● **Provided text**
========================
The surge in the consumer prices index (CPI) recorded by the Office for National Statistics came after a decline in the rate over the first quarter of the year to 2.6 per cent in March.


In April, households were hit by sharp rises in energy and water bills, and – to a lesser extent – higher food prices. Firms were also hit by higher costs - a rise in employer National Insurance contributions and a higher minimum wage.

A jump in air fares over the Easter holiday was a driver of the sharp climb.

Britain now has the second-highest inflation rate of any major Western European economy, behind the Netherlands.

The data will add to unease over the outlook for Britain's economy which grew strongly in early 2025 but is likely to slow.

Finance minister Rachel Reeves said she was disappointed.

"We are a long way from the double-digit inflation we saw under the previous administration, but I'm determined that we go further and faster to put more money in people's pockets," Reeves said.

Responding to the latest CPI inflation figures, which show headline inflation rising to 3.5 per cent and food inflation rising to 3.4 per cent, Kris Hamer, Director of Insight at the British Retail Consortium, said, “Headline inflation accelerated in April as additional costs from rising National Living Wage and Employers’ NI costs filtered through to prices faced by consumers, as well as rising costs of utilities (energy, water and broadband).

"The jump in labour costs pushed up food inflation, which climbed above 3%. However, there was some good news for furniture and clothing shoppers as prices fell year on year, with retailers offered good promotions on summer apparel and electricals.

"Even with food prices rising overall, there were still deals to be had, with prices of dairy products such as milk, cheese and eggs falling on the month.

“Rising inflation was inevitable following the wave of additional costs hitting employers, and particularly retailers who employ over 3 million people across the country.

"For months retailers have been warning that rising costs would lead to higher prices.

"To mitigate this, the government must now find ways to help reduce business costs and regulatory burden. It is imperative that its Employment Rights Bill targets unscrupulous employers and avoids burdening responsible businesses with additional costs which could put retail job numbers into reverse.”
========================
● **Work instructions**
1) Translate this sentence from the inflation report into Spanish: "A jump in air fares over the Easter holiday was a driver of the sharp climb."
2) Rewrite the listing from its first line through the line that has "[[934, 702]]", replacing "stage" with "concert" and keeping everything else the same.
========================
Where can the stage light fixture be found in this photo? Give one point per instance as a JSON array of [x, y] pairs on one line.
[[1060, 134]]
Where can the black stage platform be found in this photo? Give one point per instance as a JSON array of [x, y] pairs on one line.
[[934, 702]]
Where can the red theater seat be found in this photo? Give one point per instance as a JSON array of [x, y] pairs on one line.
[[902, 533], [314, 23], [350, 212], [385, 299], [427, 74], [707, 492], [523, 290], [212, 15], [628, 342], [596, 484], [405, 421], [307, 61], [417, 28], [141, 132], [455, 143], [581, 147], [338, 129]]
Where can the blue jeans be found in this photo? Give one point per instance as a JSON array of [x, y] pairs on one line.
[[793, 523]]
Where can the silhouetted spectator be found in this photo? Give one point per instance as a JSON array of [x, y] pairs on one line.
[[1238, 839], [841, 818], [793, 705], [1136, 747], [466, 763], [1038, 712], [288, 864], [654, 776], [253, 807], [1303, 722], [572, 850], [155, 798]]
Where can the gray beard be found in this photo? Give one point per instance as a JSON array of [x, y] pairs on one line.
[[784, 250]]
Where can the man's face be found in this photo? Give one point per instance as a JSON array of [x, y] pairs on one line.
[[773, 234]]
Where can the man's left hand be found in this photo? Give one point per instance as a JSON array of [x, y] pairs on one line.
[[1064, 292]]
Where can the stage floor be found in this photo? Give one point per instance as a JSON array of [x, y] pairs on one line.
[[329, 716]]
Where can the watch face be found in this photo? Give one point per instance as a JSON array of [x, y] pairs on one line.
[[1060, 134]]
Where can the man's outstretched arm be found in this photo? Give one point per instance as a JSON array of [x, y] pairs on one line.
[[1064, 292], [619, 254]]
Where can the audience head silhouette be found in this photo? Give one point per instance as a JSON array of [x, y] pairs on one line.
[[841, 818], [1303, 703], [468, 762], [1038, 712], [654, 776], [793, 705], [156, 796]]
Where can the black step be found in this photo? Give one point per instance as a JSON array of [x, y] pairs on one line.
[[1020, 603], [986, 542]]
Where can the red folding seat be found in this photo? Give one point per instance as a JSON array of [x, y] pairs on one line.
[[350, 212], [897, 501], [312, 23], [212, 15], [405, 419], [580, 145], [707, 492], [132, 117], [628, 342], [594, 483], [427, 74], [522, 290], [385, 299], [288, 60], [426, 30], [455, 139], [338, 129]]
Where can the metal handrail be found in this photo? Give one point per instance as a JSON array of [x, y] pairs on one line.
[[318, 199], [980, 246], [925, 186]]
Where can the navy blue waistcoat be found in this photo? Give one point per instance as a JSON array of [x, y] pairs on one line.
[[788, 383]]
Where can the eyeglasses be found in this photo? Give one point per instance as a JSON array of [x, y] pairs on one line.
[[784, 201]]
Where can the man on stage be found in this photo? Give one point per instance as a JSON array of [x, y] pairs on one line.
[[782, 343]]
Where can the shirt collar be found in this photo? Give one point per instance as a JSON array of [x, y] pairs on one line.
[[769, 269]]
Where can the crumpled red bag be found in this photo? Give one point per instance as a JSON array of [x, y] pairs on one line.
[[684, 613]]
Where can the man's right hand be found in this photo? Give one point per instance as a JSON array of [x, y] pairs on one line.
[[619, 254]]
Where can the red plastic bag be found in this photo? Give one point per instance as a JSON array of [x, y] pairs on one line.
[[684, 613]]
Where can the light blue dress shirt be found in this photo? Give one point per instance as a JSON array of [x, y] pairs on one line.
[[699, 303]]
========================
● **Results**
1) Un salto en las tarifas aéreas durante las vacaciones de Semana Santa fue uno de los motores de la fuerte subida.

2)
Where can the concert light fixture be found in this photo? Give one point per instance as a JSON array of [x, y] pairs on one line.
[[1060, 134]]
Where can the black concert platform be found in this photo? Give one point per instance as a JSON array of [x, y] pairs on one line.
[[934, 702]]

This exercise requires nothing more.